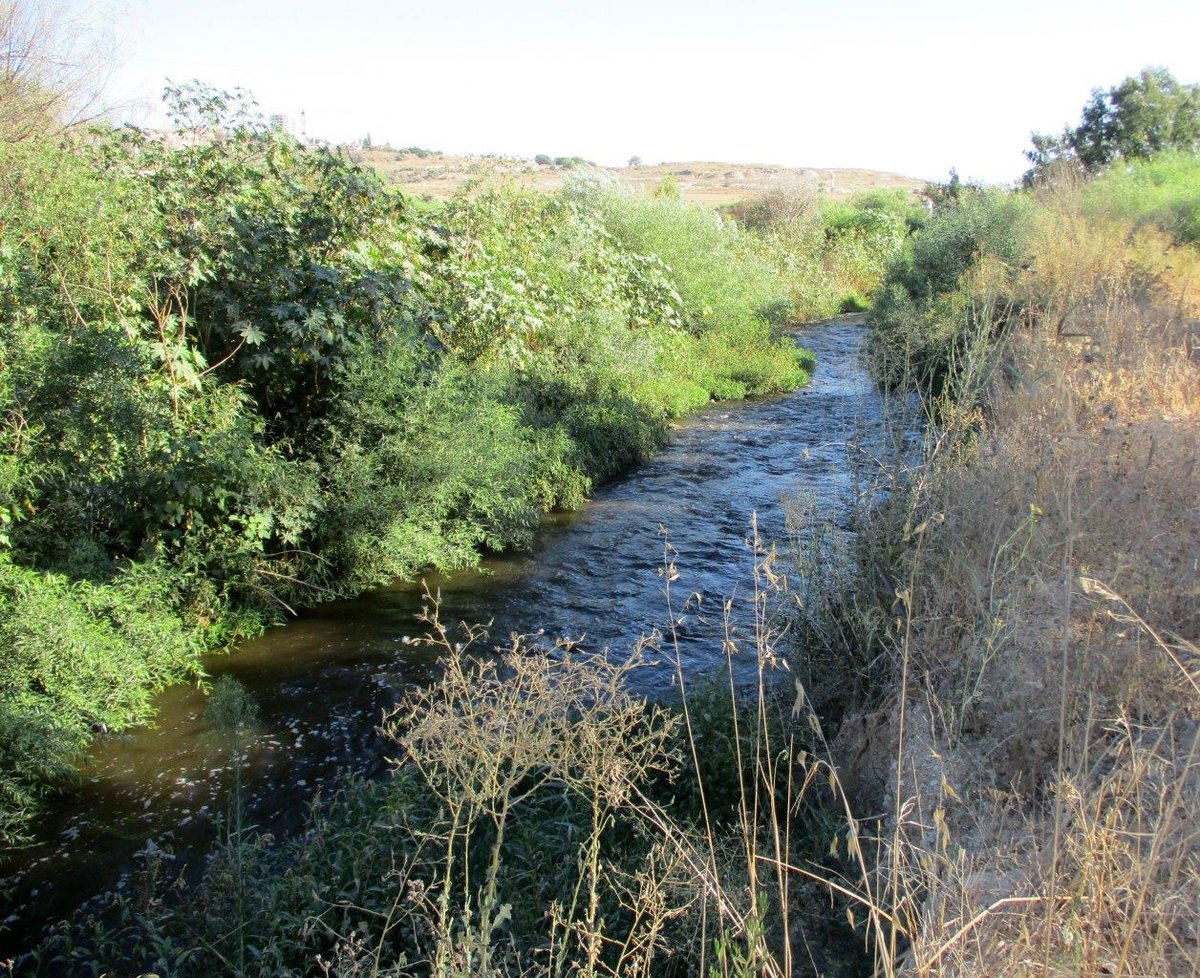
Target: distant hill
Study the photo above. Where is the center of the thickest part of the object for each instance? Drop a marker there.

======

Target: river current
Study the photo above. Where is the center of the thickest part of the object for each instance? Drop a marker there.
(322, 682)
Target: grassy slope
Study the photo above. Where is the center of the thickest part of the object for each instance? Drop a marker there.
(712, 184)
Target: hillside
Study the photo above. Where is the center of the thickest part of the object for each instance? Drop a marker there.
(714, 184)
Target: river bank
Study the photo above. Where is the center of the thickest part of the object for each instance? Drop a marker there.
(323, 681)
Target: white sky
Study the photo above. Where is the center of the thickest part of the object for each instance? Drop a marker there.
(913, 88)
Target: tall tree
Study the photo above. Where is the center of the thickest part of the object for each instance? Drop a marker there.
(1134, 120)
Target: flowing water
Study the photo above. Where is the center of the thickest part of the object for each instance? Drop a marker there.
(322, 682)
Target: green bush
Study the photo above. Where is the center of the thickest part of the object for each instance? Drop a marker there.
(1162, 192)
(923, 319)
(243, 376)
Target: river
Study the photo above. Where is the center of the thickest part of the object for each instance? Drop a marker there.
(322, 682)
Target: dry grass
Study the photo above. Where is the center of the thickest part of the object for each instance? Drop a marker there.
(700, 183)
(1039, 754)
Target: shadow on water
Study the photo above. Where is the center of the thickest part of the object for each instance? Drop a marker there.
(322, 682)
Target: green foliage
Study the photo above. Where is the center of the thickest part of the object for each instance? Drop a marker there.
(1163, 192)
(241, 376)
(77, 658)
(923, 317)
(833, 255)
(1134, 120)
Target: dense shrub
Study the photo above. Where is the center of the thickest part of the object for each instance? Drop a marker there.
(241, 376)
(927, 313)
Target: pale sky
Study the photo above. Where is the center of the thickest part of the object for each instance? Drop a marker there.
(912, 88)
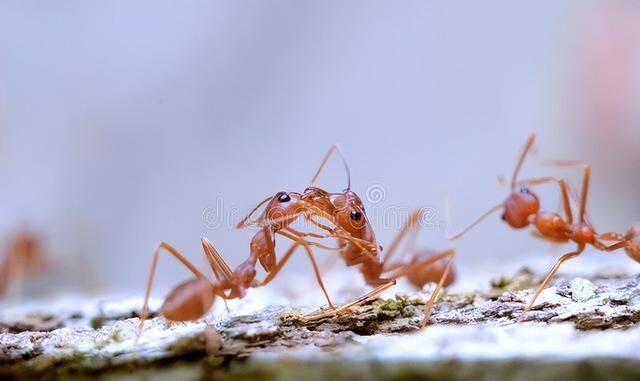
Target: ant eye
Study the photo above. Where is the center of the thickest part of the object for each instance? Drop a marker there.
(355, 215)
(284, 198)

======

* Exercise task
Output the records from the line containing "Target: hillside" down through the line containing "(1039, 754)" as a two-column CSV with headers record_text and answer. Put each record on its own row, with its text in one quoted field and its answer in the other, and replace line breaks with spaces.

* Answer for this exercise
record_text,answer
"Target: hillside Study the photo above. Where is the center of the thickest part of the object for each instance? Drop a marker there.","(714, 184)"
"Target: river bank Study the photo above. Where is the center of the thickest part of the object for each instance? Drop a marker there.","(323, 681)"
"Target: white sky Study the photo above. Where is the center of the thickest part of the object for each instance? Drop a marker there.","(913, 88)"
"Target: tall tree Study the photo above. Where is the center of the thickest part of the object for each instance? Drop a marker there.","(1134, 120)"
"Target: flowing water Study the photo above. Where is the center of the thickest part of the object for each instance? Drop a marker there.","(322, 682)"
"Target: green bush Study the photo above. Where is the center of the thickest part of the object for each instance? Drop a marker there.","(1162, 192) (923, 319) (243, 376)"
"Target: river Study the photo above. Where is the center of the thickest part of the object for each instance? Drop a marker there.","(322, 682)"
"Target: dry grass Study the photo above. Where is the center of the thickest part of the object for each instance? Drop a marker there.","(700, 183) (1039, 754)"